Could you repeat word for word the lines below, starting at the line that contains "Could you spot the industrial" and ending at the line that contains "Could you spot the green", with both of those lines included?

START Input

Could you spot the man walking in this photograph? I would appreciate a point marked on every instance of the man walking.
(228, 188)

END Input
START Input

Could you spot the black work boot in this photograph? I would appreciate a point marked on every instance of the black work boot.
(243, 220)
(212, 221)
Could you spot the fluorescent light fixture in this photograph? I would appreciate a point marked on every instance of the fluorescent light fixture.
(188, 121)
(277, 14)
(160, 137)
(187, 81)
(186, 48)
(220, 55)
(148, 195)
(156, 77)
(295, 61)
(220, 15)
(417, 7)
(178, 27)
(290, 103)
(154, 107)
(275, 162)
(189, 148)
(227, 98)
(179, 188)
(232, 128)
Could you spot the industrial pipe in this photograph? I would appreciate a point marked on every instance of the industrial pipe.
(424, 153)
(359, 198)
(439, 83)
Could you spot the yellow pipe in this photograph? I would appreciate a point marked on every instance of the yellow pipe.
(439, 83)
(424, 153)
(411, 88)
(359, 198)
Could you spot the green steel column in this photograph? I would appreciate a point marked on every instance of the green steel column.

END Input
START Input

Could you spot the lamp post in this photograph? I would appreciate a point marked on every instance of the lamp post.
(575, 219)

END Input

- _Answer to the exercise_
Could you spot the industrial pipe in this photograph? I would appreciate a point marked on every instance of the industrial pipe.
(424, 153)
(359, 198)
(439, 83)
Could you spot the yellow pipe in this photograph? I would appreciate a point marked on every instance of the yellow pipe.
(439, 83)
(424, 153)
(411, 88)
(359, 198)
Could you spot the green steel column in this photograph? I would appreciate a point marked on every instance of the green steel column.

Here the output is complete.